§ Point localization data
_ _ _ _
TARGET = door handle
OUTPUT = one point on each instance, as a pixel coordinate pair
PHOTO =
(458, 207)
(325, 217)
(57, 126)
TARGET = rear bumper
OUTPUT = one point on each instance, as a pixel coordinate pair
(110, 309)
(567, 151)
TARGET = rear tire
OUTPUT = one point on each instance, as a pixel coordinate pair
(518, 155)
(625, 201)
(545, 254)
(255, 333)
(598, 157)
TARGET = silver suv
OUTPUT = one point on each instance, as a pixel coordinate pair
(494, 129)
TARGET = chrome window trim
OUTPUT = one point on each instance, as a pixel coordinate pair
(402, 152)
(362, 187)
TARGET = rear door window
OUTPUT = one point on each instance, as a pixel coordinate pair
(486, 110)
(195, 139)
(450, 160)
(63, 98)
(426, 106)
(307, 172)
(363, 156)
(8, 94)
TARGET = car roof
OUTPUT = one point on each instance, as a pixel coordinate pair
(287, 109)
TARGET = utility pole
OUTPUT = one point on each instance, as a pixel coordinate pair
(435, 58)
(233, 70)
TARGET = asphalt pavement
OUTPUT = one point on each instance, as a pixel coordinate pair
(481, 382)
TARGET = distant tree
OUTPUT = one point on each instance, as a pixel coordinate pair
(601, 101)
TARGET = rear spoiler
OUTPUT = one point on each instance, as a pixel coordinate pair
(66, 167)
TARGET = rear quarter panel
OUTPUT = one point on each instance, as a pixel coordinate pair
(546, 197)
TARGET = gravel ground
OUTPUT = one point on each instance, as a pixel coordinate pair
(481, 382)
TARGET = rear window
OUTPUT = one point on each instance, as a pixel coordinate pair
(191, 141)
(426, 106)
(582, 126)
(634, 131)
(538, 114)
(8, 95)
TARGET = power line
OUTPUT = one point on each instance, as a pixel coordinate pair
_ _ _ _
§ EXERCISE DETAILS
Beginning with the first line above, transcribe all of the data exactly.

§ ANSWER BELOW
TARGET = door handle
OUTPUT = one point on each instance, as a pixel coordinate pair
PHOTO =
(458, 207)
(325, 217)
(57, 126)
TARGET = rear bumper
OUTPUT = one point on each instance, as a pixel coordinate pair
(110, 309)
(567, 151)
TARGET = rear tire
OUTPUT = one point on each instance, as a pixel coordinate pair
(518, 155)
(625, 201)
(545, 254)
(255, 333)
(598, 157)
TARGET = silver suv
OUTPUT = one point on each instance, as a pixel coordinate pair
(494, 129)
TARGET = chrome window trim
OUTPUT = one point on each instance, as a pixel coordinate pair
(402, 152)
(362, 187)
TARGET = rear door window
OUTPUT = one point on each instance, as a pixel coordinate pair
(486, 110)
(195, 139)
(450, 160)
(63, 98)
(426, 106)
(307, 172)
(363, 156)
(8, 94)
TARGET = car roof
OUTPUT = one point on each instance, as a pixel coordinate pair
(287, 109)
TARGET = utility pole
OUTPUT = one point on each instance, as a pixel coordinate pair
(435, 58)
(233, 70)
TARGET = asphalt pavement
OUTPUT = one point on each instance, as a pixel coordinate pair
(481, 382)
TARGET = distant tree
OUTPUT = one point on each instance, as a pixel coordinate pair
(601, 101)
TARGET = rear spoiler
OUTPUT = one point on each instance, as a pixel coordinate pair
(66, 167)
TARGET = rear quarter panel
OUTPUT = one point on each instance, as a pixel coordinate pair
(546, 197)
TARGET = gravel ground
OUTPUT = one point on each instance, as a pixel coordinate pair
(481, 382)
TARGET = rear window
OUTPUT = one point on each instance, as a pixel coordinate pair
(191, 141)
(426, 106)
(582, 126)
(634, 131)
(538, 114)
(8, 95)
TARGET = power line
OUTPUT = one point on each instance, as a pixel coordinate pair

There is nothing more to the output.